● Work required:
Copy out every row below, changing each "building sign" to "storefront sign" and keeping everything else the same.

.....

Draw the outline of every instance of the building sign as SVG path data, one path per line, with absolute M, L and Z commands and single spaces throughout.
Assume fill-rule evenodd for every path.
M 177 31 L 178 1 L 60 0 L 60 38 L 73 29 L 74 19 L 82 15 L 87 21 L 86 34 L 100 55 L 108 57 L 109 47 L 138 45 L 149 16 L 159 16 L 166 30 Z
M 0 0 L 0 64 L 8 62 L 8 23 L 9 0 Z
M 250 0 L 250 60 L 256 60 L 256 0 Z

.....

● Completed task:
Draw the outline of every instance of the storefront sign as SVG path data, one path per line, with absolute M, L and Z commands and single spaces throughout.
Assume fill-rule evenodd for every path.
M 177 31 L 178 1 L 60 0 L 60 38 L 73 29 L 74 19 L 82 15 L 87 21 L 86 34 L 100 55 L 108 57 L 109 47 L 138 45 L 149 16 L 159 16 L 166 30 Z
M 0 0 L 0 64 L 8 62 L 8 23 L 9 0 Z
M 250 0 L 250 60 L 256 60 L 256 0 Z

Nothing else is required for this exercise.